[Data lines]
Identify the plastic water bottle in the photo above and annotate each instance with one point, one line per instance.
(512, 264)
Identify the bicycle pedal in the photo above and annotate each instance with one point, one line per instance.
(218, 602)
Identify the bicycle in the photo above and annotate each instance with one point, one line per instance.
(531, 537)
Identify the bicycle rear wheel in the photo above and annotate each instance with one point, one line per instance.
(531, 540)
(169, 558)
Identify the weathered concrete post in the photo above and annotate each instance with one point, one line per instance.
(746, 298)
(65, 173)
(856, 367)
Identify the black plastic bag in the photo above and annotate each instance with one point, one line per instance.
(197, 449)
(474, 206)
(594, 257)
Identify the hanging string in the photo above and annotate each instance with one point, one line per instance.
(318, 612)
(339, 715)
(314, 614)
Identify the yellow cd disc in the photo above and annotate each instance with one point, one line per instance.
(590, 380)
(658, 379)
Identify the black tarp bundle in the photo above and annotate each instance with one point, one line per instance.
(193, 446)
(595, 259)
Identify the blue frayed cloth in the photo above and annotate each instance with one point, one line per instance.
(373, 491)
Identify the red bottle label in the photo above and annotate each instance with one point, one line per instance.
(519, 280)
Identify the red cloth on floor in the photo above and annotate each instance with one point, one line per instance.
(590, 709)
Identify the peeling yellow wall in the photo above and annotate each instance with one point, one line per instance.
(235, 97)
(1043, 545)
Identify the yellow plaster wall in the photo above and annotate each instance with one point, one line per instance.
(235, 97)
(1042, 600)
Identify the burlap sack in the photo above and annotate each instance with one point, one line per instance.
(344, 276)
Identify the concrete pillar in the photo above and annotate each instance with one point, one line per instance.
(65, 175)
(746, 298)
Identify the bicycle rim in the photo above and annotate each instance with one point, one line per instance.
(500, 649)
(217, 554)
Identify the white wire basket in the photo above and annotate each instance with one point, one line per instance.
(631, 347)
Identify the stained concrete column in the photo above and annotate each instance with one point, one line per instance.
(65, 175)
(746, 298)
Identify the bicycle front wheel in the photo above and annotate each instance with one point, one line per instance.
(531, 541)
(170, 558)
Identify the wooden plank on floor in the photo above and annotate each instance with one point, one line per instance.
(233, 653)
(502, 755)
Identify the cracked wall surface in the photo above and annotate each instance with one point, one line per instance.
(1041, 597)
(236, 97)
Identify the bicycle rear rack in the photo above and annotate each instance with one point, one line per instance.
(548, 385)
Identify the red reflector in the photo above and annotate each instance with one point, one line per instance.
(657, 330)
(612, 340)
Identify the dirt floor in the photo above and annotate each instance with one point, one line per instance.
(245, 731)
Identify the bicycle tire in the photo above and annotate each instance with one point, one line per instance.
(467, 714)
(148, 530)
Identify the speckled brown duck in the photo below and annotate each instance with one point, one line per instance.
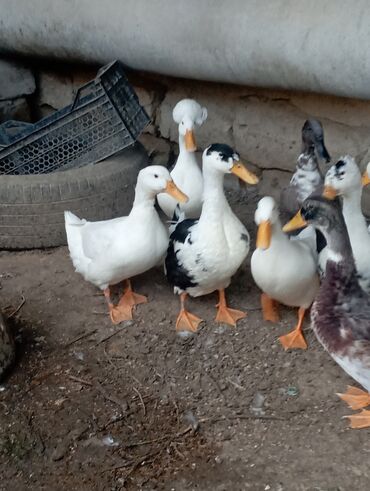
(7, 348)
(307, 179)
(340, 314)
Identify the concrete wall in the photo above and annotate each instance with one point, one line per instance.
(263, 125)
(317, 45)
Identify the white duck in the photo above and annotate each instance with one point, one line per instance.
(344, 179)
(204, 254)
(186, 172)
(366, 176)
(366, 181)
(108, 252)
(284, 268)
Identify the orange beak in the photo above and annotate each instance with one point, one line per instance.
(243, 173)
(190, 144)
(264, 235)
(329, 192)
(365, 179)
(296, 222)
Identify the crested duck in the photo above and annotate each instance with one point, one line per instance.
(110, 251)
(284, 268)
(186, 173)
(344, 179)
(340, 314)
(204, 254)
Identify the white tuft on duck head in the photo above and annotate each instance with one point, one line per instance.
(187, 113)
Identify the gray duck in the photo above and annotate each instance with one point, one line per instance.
(307, 179)
(340, 314)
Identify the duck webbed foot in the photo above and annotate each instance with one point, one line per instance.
(360, 420)
(269, 308)
(118, 313)
(130, 298)
(225, 314)
(185, 320)
(355, 398)
(295, 339)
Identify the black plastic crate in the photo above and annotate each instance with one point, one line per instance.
(104, 118)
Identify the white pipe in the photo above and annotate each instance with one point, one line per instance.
(316, 45)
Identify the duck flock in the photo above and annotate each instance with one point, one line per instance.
(312, 248)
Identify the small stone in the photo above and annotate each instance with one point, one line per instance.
(257, 404)
(292, 391)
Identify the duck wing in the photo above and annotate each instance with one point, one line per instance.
(98, 237)
(176, 273)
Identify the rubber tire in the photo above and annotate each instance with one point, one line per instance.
(31, 207)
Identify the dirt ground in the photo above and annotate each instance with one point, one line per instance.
(90, 406)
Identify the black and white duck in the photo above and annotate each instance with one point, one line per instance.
(308, 178)
(340, 314)
(204, 254)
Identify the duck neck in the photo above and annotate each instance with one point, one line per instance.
(355, 220)
(214, 200)
(182, 148)
(339, 250)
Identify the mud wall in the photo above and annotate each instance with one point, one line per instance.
(263, 125)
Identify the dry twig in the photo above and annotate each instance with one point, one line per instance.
(81, 336)
(141, 400)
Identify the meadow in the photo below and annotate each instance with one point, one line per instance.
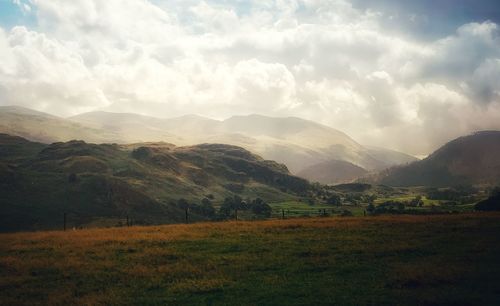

Directions for this task: Report every line of the records above that contains the string "tire", copying each one in full and treating uppercase and lowercase as different.

Solution for this task:
Identify the bicycle tire in the photo above and annotate each instance with one point, one line per instance.
Identify the rubber tire in the photo above and annotate each instance with one point, one line per instance.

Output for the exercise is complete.